Study questions
• 1. Reproduce the seminar announcement starting at "Venue: Graduate School of" and ending at "percent per year.", swapping "tragedy" for "misfortune".
• 2. Supply the next part of the seminar abstract on African economic development, continuing from its final sentence.

Passage shown
---
21st COE Program Seminar
Public Seminar on African Area Studies

Date: Thursday, June 30, 2005 15:00 - 17:00

Venue: Graduate School of Asian and African Area Studies, Kyoto University, Seminar Room (#207) on the East Building, 2nd Floor. (46 Shimoadachi-cho, Yoshida, Sakyo-ku, Kyoto)

Title :"Strategies and current challenges of African Economic development"

Speaker :Dr. Jean-Claude Maswana (Lecturer, Graduate School of Economics, Kyoto University)

Africa's economic history since 1960 fits the classical definition of tragedy: potential unfulfilled with disastrous consequences: economic growth rates are still not high enough to make a real reduction in the pervasive poverty. Investment remains subdued, limiting the efforts to diversify economic structures and accelerate growth. On average, real per capita GDP did not grow in Africa over the 1965-2000 period, while, in East Asia and the Pacific, per capita GDP growth was over five percent and Latin America grew at almost two percent per year.
---
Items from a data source
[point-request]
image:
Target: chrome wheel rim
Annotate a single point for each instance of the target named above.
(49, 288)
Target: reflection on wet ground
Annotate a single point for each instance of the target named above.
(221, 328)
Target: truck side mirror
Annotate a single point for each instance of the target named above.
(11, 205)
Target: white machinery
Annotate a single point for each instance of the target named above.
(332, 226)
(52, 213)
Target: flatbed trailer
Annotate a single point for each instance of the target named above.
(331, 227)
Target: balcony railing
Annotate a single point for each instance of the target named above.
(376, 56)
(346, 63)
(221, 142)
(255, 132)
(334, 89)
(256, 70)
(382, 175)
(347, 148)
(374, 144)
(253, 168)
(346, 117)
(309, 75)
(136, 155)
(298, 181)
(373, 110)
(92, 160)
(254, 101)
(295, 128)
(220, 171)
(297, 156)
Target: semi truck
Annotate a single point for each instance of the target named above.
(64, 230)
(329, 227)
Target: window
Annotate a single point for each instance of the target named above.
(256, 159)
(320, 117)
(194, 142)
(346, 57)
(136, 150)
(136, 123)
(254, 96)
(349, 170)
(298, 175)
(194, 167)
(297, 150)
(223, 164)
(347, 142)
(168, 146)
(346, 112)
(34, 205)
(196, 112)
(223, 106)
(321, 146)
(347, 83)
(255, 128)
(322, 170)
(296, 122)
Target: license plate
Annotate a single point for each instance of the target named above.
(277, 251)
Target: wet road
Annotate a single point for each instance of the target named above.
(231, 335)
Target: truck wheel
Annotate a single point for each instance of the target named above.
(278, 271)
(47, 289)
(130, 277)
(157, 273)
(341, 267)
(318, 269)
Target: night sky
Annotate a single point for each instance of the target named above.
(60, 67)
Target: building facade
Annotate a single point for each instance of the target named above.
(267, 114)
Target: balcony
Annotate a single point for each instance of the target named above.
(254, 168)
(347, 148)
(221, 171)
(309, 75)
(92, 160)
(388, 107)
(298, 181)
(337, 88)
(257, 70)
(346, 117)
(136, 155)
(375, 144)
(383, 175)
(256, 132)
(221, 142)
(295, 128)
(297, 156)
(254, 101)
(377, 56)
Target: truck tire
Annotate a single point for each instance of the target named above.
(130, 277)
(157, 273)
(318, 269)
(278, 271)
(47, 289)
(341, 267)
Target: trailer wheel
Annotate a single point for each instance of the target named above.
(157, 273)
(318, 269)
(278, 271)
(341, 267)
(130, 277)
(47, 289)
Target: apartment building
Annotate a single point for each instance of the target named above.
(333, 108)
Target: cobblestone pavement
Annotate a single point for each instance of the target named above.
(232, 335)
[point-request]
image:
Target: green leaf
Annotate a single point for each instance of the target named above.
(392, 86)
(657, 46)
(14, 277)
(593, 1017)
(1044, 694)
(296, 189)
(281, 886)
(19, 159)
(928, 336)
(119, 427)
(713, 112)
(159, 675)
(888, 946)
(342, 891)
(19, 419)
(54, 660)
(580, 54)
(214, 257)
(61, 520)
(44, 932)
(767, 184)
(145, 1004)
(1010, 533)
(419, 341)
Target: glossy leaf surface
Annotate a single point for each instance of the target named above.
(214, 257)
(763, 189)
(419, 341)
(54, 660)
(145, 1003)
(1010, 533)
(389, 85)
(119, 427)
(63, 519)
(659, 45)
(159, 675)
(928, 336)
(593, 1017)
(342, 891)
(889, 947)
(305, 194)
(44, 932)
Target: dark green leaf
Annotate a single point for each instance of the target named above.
---
Answers to the problems
• 1.
Venue: Graduate School of Asian and African Area Studies, Kyoto University, Seminar Room (#207) on the East Building, 2nd Floor. (46 Shimoadachi-cho, Yoshida, Sakyo-ku, Kyoto)

Title :"Strategies and current challenges of African Economic development"

Speaker :Dr. Jean-Claude Maswana (Lecturer, Graduate School of Economics, Kyoto University)

Africa's economic history since 1960 fits the classical definition of misfortune: potential unfulfilled with disastrous consequences: economic growth rates are still not high enough to make a real reduction in the pervasive poverty. Investment remains subdued, limiting the efforts to diversify economic structures and accelerate growth. On average, real per capita GDP did not grow in Africa over the 1965-2000 period, while, in East Asia and the Pacific, per capita GDP growth was over five percent and Latin America grew at almost two percent per year.

• 2.
 This tragedy has drawn considerable attention but has not been able to look into sources of ideas that support policy options. In an attempt to fill in this missing debate, the present talk reviews alternative paradigms and approaches (mainly structuralist, basic needs and neo-classical theory) that have emerged in development economics and places in perspective the reasons for Africa's poor performance. A key feature of the African growth experience is that it is predominantly unpredictable as a result of long term policy inconsistency. A key question of interest is what explains the policy choices underlying these episodic anti-growth options. The main storyline is that global ideas have had a powerful role in shaping the growth environment in African countries primarily through their influence in the formulation of country development strategies.